Trecho fornecido:
O Globo, n. 32771, 28/04/2023. Economia, p. 15

Armínio: Brasil corre risco de “desembocar em grande fiasco''

Manoel Ventura
Renan Monteiro


O ex-presidente do Banco Central Arminio Fraga criticou duramente o arcabouço fiscal proposto pelo governo federal, em audiência ontem no Senado sobre juros, inflação e crescimento. Ele afirmou que a aritmética da proposta não fecha. Durante o debate, Arminio também comentou que 2023 é o ano da economia e que há risco de o país “desembocar em um grande fiasco”.

— A aritmética não fecha. Não é suficiente zerar o primário (déficit público). Porque zerando o primário significa que você está tomando dinheiro emprestado para pagar os juros. E o juro é esse que a gente conhece. É fundamental caminhar na direção de um saldo primário maior. A aritmética simplesmente não fecha — disse ele, ao lado do ministro da Fazenda, Fernando Haddad, autor da proposta.

Além de Haddad, estavam presentes na sessão comandada pelo presidente da Casa, Rodrigo Pacheco (PSDMG), a ministra do Planejamento, Simone Tebet, e o presidente do Banco Central (BC), Roberto Campos Neto.

O governo Lula prevê zerar o rombo nas contas públicas em 2024 e gerar um superávit primário (ou seja, sem contar o pagamento de juros) de 1% do PIB em 2026. A nova política vai substituir o teto de gastos, que impede o crescimento das despesas acima da inflação do ano anterior e que foi criado pelo ex-presidente Michel Temer em 2016.

Tarefas a realizar:
[1] Segundo a reportagem sobre o arcabouço fiscal, por que Arminio Fraga considera insuficiente zerar o déficit primário? Responda em uma a três frases.
[2] Repita o trecho da reportagem sobre o arcabouço fiscal entre "Armínio: Brasil corre" e "autor da proposta.", inclusive.

[Entradas de indicação de objetos rotulados]
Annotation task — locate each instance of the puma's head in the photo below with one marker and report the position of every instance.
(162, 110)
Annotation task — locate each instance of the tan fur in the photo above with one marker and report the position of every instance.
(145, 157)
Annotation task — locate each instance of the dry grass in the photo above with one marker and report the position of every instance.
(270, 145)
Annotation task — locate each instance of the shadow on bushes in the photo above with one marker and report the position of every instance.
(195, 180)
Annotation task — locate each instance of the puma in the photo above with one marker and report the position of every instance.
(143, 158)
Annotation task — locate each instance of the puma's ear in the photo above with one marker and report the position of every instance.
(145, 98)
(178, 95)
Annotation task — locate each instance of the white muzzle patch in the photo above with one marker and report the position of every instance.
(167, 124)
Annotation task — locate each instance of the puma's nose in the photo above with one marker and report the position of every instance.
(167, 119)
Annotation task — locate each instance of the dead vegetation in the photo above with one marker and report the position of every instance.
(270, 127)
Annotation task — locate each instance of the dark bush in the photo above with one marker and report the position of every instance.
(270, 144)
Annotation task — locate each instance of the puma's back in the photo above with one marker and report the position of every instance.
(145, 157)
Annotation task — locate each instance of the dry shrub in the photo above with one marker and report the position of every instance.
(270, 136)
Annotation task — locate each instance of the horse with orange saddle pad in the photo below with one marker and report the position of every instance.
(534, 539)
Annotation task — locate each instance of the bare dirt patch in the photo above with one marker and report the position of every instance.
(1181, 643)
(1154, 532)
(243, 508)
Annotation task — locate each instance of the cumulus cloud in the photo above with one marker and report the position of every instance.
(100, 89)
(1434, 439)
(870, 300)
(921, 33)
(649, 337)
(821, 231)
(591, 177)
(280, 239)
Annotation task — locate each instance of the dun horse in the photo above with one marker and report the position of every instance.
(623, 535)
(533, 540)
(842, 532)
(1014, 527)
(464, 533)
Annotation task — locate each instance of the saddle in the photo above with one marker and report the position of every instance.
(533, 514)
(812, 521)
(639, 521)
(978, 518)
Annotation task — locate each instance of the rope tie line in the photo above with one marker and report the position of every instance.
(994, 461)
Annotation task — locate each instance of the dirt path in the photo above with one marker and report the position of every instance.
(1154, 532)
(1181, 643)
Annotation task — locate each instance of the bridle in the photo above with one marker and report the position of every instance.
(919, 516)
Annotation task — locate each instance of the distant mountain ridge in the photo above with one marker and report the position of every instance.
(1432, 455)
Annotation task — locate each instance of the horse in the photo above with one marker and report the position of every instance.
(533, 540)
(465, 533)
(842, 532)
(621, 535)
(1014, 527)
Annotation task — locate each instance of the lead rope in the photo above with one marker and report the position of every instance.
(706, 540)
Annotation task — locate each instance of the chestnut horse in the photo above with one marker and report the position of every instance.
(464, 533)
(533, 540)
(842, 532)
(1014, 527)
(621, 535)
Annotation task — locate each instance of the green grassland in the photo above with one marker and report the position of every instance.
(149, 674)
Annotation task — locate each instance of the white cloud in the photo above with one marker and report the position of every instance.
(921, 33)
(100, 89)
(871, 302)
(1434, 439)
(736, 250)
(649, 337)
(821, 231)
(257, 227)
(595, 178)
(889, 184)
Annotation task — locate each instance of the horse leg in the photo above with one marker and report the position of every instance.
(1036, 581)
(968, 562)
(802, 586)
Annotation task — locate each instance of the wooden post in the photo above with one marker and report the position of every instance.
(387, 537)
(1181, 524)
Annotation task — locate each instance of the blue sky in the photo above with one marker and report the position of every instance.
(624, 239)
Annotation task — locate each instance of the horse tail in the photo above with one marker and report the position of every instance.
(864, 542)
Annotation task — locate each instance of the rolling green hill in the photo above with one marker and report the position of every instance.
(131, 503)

Lista de respostas:
[1] Para Arminio Fraga, zerar o primário significa que o país continua tomando dinheiro emprestado para pagar os juros. Por isso, ele considera fundamental caminhar na direção de um saldo primário maior.

[2]
Armínio: Brasil corre risco de “desembocar em grande fiasco''

Manoel Ventura
Renan Monteiro


O ex-presidente do Banco Central Arminio Fraga criticou duramente o arcabouço fiscal proposto pelo governo federal, em audiência ontem no Senado sobre juros, inflação e crescimento. Ele afirmou que a aritmética da proposta não fecha. Durante o debate, Arminio também comentou que 2023 é o ano da economia e que há risco de o país “desembocar em um grande fiasco”.

— A aritmética não fecha. Não é suficiente zerar o primário (déficit público). Porque zerando o primário significa que você está tomando dinheiro emprestado para pagar os juros. E o juro é esse que a gente conhece. É fundamental caminhar na direção de um saldo primário maior. A aritmética simplesmente não fecha — disse ele, ao lado do ministro da Fazenda, Fernando Haddad, autor da proposta.